**EXERCISE BRIEF:** Reproduce the part of the cliff problem starting at "2. What was" and ending at "represents this situation.", word for word.

-- TEXT UNDER STUDY follows --

Perry threw a tennis ball up into the air from the edge of a cliff. The height of the ball was $y=-16x^2+64x+80$, where $y$ represents the height in feet of the ball above ground at the bottom of the cliff, and $x$ represents the time in seconds after the ball is thrown.

1. How high was the ball when it was thrown? How do you know?

Substitute $0$ in for $x$.

$y=-16\left(0^2\right)+64\left(0\right)+80=80$

2. What was the height of the ball $3$ seconds after it was thrown? What was its height $\frac { 1 } { 2 }$ a second after it was thrown? Show all work.

Use the same method you used to solve part (a).

$\begin{array}{l} y = - 16(3^2) + 64(3) + 80 \\ y = - 144 + 192 + 80 \\ y = - 144 + 272 \\ y = 128 \; \text{ft} \end{array}$

$\begin{array}{l} y = - 16(0.5^2) + 64(0.5) + 80 \\ y = - 4 + 32 + 80 \\ y = - 4 + 112 \\ y = 108 \; \text{ft} \end{array}$

3. When did the ball hit the ground? Write and solve an equation that represents this situation.

-- TEXT UNDER STUDY concluded --
-- DATA RECORDS follows --

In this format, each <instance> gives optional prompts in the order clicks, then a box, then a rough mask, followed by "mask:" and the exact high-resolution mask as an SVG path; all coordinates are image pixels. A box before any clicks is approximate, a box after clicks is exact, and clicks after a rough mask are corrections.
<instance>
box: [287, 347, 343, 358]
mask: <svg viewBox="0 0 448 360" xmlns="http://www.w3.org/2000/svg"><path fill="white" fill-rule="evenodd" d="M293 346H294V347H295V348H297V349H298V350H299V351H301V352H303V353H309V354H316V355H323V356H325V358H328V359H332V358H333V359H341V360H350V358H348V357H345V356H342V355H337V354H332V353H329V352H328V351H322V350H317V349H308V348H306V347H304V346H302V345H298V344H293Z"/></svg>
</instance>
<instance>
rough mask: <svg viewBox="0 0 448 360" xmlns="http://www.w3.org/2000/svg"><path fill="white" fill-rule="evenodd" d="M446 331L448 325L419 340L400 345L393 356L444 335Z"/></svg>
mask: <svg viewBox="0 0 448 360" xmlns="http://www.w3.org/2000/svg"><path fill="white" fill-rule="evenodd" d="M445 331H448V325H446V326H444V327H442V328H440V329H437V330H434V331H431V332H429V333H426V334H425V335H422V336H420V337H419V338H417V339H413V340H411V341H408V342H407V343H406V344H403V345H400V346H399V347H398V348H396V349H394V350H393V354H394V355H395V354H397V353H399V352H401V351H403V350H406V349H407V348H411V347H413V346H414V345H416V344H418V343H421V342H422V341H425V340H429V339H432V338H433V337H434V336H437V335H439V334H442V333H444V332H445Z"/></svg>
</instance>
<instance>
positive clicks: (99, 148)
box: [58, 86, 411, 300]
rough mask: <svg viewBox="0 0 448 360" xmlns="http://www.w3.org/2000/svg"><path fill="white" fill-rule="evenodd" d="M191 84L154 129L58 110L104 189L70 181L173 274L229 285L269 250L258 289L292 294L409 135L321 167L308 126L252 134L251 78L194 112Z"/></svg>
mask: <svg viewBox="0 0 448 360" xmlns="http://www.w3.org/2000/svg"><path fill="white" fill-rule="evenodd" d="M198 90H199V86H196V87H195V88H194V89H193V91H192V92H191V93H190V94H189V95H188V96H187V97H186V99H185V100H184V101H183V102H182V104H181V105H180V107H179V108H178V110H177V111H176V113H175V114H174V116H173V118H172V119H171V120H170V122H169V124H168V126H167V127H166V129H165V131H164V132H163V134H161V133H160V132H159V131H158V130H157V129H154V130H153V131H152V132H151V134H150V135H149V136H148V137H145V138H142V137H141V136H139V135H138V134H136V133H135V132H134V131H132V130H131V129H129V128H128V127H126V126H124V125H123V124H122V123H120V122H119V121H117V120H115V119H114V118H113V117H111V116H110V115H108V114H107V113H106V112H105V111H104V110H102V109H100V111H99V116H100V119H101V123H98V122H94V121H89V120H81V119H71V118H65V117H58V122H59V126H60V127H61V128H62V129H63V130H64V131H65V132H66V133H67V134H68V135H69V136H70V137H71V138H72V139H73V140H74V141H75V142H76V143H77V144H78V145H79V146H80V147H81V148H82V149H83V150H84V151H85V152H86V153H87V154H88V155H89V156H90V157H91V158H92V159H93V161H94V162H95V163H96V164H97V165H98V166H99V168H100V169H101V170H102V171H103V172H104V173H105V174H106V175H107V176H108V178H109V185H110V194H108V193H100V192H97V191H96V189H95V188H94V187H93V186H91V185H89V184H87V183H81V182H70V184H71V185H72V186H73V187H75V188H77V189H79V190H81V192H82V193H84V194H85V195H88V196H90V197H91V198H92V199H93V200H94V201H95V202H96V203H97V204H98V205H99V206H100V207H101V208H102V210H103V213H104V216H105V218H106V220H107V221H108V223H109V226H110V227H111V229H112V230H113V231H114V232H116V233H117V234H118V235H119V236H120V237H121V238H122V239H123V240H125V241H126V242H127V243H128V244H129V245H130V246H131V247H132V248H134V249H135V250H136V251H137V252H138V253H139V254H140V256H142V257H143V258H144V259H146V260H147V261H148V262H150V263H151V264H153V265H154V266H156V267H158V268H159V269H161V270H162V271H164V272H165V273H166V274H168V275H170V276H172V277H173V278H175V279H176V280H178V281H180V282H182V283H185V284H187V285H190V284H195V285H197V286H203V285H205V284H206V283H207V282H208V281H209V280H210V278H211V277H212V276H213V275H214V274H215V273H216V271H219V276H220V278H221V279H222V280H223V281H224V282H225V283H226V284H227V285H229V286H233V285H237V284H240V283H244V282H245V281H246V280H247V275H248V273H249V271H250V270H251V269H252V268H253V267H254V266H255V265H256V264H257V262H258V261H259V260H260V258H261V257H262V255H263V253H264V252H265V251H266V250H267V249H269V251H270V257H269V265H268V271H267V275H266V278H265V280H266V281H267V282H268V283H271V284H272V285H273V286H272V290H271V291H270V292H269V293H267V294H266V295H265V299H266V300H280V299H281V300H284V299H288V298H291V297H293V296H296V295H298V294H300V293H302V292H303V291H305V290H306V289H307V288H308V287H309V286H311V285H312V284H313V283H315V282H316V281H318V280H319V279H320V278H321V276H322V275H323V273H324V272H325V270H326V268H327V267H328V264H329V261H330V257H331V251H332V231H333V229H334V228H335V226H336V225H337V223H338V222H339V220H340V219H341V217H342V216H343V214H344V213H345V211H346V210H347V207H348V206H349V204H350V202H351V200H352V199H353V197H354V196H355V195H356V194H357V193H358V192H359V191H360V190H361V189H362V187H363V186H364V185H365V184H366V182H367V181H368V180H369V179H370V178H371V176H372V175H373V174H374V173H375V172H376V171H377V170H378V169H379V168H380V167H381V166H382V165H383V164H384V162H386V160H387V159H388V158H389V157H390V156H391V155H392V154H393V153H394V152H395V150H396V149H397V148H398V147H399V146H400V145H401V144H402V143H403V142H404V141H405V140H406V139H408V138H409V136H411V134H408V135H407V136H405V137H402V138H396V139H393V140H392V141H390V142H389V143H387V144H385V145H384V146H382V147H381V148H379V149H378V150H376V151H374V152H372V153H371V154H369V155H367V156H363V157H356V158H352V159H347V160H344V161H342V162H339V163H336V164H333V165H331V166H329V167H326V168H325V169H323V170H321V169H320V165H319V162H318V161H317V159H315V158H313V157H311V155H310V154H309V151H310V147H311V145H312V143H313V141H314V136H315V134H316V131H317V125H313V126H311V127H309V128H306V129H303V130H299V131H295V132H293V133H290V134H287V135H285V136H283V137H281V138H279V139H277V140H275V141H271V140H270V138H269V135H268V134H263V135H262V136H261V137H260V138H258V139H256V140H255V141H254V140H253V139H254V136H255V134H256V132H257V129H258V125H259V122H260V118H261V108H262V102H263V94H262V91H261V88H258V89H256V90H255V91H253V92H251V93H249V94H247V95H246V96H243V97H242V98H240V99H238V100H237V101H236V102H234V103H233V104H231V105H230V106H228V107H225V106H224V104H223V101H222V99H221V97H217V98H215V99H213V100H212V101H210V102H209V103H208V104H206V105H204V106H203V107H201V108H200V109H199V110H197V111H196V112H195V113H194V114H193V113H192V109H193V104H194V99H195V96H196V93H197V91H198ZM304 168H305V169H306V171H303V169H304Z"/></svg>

-- DATA RECORDS concluded --

**WRITTEN SOLUTION:**
2. What was the height of the ball $3$ seconds after it was thrown? What was its height $\frac { 1 } { 2 }$ a second after it was thrown? Show all work.

Use the same method you used to solve part (a).

$\begin{array}{l} y = - 16(3^2) + 64(3) + 80 \\ y = - 144 + 192 + 80 \\ y = - 144 + 272 \\ y = 128 \; \text{ft} \end{array}$

$\begin{array}{l} y = - 16(0.5^2) + 64(0.5) + 80 \\ y = - 4 + 32 + 80 \\ y = - 4 + 112 \\ y = 108 \; \text{ft} \end{array}$

3. When did the ball hit the ground? Write and solve an equation that represents this situation.